- Directive 1 -
Answer these questions about the wax-cleaning thread:
(a) According to beedeetee, what is the main reason for putting water in the bottom of the container in the solar melter?
(b) What does berkshire bee do with really dirty wax?
(c) How long ago are alexlloyd's cappings from?
- Directive 2 -
For each statement, say yes or no depending on whether the wax-cleaning thread supports it, and quote the words that decide it.
(a) Ben Brewcat runs the wax into a pan with water in the bottom for the first separation.
(b) alexlloyd's cappings are getting lighter as they age.
(c) beedeetee seldom puts water in the container used in the solar melter.

- Document section -
# Shiny wax w/ honey: how to clean?



## Ben Brewcat (Oct 27, 2004)

I noticed one of my solar melter runs of wax has a shine to it, which I suspect is honey contaminating the wax. To address, I'm thinking melt the wax IN water (as opposed to double-boiler) until the water is clear and the block clean?


----------



## beedeetee (Nov 27, 2004)

Are you talking about melting the wax in water in the solar melter? I almost always put some water into the bottom of the container that I am melting my wax into in the solar melter. Mostly because it makes removing the cake easier. If I have some wax that still has honey in it after the first run through the melter, I put the cake in a container with some water in the bottom and remelt. That usually separates the wax from the honey.


----------



## Ben Brewcat (Oct 27, 2004)

No, I also run the wax into a pan with water in the bottom for that first separation which usually does the trick. This batch must have had more honey than most.


----------



## berkshire bee (Jan 28, 2007)

If I have really dirty wax I do melt it in water sometimes more than once.


----------



## alexlloyd (Jun 7, 2009)

How effective is this. I have a pail of cappings from 2 years ago, (lots of honey), turning black as it ages. I was going to fill the bucket with water this week and start to wash it but If I can melt it in water, that will work for me too.


----------

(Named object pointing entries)
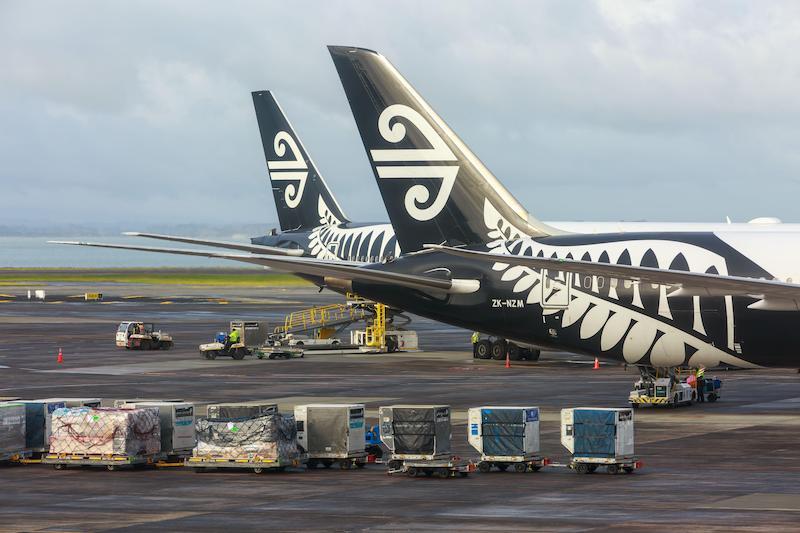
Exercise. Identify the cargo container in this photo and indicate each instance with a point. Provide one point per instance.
(104, 437)
(416, 432)
(177, 425)
(12, 431)
(38, 423)
(260, 443)
(597, 436)
(505, 437)
(242, 410)
(331, 433)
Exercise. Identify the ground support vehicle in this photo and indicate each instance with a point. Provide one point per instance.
(252, 335)
(447, 467)
(615, 465)
(661, 387)
(257, 464)
(61, 461)
(278, 352)
(142, 336)
(517, 463)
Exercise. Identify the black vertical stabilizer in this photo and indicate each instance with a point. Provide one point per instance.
(435, 189)
(296, 184)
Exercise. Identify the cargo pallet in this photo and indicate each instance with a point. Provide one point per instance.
(450, 467)
(588, 465)
(518, 463)
(257, 464)
(345, 462)
(112, 462)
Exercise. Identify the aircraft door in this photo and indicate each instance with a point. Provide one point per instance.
(555, 289)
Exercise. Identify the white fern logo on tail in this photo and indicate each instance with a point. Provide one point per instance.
(417, 195)
(294, 169)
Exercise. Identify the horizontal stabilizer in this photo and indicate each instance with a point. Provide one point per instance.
(688, 283)
(253, 248)
(338, 270)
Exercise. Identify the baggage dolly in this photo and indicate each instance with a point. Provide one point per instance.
(449, 467)
(349, 462)
(588, 465)
(258, 464)
(111, 462)
(517, 463)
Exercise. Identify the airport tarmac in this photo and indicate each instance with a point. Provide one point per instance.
(729, 465)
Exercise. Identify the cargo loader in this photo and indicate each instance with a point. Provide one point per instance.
(332, 434)
(506, 437)
(418, 437)
(599, 437)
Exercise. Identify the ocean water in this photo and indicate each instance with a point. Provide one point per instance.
(29, 252)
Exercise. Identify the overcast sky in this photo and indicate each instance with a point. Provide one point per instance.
(118, 112)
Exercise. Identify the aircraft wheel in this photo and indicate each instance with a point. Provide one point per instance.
(499, 350)
(484, 349)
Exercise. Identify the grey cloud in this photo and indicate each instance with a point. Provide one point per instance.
(678, 110)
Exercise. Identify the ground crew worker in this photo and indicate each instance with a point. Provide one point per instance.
(701, 385)
(233, 338)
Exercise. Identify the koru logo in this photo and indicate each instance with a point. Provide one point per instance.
(293, 169)
(417, 195)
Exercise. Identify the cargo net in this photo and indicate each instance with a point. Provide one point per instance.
(105, 431)
(270, 437)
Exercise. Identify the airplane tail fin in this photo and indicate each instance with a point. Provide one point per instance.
(302, 197)
(435, 189)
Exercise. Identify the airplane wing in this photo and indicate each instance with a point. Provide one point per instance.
(253, 248)
(772, 294)
(314, 267)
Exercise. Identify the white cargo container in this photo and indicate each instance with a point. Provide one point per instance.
(505, 436)
(38, 423)
(599, 436)
(331, 432)
(177, 425)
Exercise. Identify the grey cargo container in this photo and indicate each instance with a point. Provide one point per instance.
(177, 425)
(12, 429)
(38, 424)
(242, 410)
(332, 431)
(416, 431)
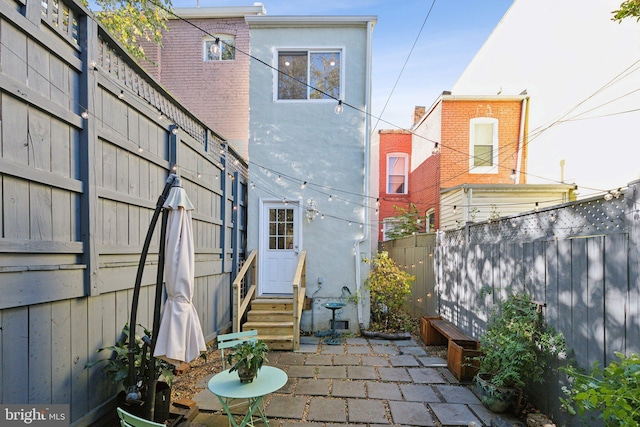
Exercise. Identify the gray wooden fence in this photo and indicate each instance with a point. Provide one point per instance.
(87, 141)
(415, 254)
(582, 260)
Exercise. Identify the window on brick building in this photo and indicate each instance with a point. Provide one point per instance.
(430, 220)
(483, 154)
(223, 50)
(397, 169)
(309, 74)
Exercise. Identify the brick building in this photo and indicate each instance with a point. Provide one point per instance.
(211, 78)
(467, 161)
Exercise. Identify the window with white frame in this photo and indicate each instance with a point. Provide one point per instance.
(483, 145)
(430, 220)
(388, 226)
(397, 171)
(309, 74)
(219, 47)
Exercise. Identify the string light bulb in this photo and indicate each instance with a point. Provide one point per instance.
(215, 47)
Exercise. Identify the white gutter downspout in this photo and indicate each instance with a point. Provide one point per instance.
(523, 118)
(366, 159)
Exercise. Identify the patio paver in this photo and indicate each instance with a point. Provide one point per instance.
(394, 374)
(312, 387)
(367, 411)
(345, 388)
(453, 414)
(286, 407)
(426, 375)
(411, 413)
(385, 391)
(458, 394)
(362, 373)
(327, 409)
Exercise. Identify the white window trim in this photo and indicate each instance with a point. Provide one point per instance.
(406, 172)
(387, 225)
(483, 169)
(321, 49)
(211, 38)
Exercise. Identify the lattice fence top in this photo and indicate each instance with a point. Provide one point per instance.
(598, 216)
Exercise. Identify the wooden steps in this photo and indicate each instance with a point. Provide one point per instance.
(273, 319)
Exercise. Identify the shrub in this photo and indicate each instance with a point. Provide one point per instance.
(388, 287)
(614, 391)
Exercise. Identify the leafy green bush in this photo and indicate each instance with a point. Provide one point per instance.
(388, 287)
(116, 368)
(614, 391)
(518, 344)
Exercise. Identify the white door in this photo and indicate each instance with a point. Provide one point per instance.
(279, 248)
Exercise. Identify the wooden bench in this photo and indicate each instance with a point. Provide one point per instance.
(461, 348)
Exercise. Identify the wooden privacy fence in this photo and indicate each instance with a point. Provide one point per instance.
(87, 141)
(580, 259)
(415, 255)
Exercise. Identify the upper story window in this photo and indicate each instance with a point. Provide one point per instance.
(224, 50)
(309, 74)
(397, 171)
(483, 145)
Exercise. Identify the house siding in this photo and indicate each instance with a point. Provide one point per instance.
(307, 141)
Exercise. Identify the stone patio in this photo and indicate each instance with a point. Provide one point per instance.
(363, 382)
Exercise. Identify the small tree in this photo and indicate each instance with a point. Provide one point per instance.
(628, 9)
(407, 222)
(388, 287)
(132, 21)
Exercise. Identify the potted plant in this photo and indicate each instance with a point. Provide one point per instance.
(116, 369)
(247, 358)
(516, 348)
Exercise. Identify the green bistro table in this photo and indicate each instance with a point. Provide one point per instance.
(227, 386)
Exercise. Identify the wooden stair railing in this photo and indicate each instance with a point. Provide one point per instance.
(299, 293)
(244, 288)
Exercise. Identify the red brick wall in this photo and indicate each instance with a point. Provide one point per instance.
(456, 117)
(216, 92)
(425, 191)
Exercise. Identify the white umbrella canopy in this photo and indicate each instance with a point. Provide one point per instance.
(179, 337)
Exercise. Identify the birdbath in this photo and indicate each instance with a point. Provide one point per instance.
(333, 339)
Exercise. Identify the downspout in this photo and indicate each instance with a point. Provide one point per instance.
(520, 153)
(366, 160)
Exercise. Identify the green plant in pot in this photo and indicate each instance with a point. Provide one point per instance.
(247, 358)
(516, 348)
(116, 368)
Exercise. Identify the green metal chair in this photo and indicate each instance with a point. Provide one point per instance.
(129, 420)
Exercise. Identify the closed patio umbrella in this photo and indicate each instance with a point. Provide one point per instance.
(179, 338)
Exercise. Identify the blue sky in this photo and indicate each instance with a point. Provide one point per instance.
(451, 36)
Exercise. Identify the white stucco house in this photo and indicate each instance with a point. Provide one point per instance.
(581, 72)
(309, 166)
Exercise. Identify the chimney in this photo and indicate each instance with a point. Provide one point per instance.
(418, 112)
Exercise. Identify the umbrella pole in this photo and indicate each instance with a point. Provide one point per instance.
(133, 393)
(151, 371)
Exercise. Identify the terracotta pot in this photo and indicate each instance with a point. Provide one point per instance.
(246, 374)
(495, 399)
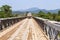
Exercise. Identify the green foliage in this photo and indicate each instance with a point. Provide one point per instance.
(5, 11)
(49, 15)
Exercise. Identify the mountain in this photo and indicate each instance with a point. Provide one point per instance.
(36, 10)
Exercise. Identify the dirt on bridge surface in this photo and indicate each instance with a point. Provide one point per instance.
(28, 30)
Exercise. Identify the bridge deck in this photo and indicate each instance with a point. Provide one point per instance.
(28, 30)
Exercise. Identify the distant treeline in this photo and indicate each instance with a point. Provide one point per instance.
(49, 15)
(6, 11)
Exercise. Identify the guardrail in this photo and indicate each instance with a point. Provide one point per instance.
(6, 22)
(52, 29)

- Task response 1 -
(a) It makes removing the cake easier.
(b) Melts it in water, sometimes more than once.
(c) 2 years ago.

- Task response 2 -
(a) Yes: "I also run the wax into a pan with water in the bottom for that first separation"
(b) No: "turning black as it ages"
(c) No: "I almost always put some water into the bottom of the container that I am melting my wax into in the solar melter"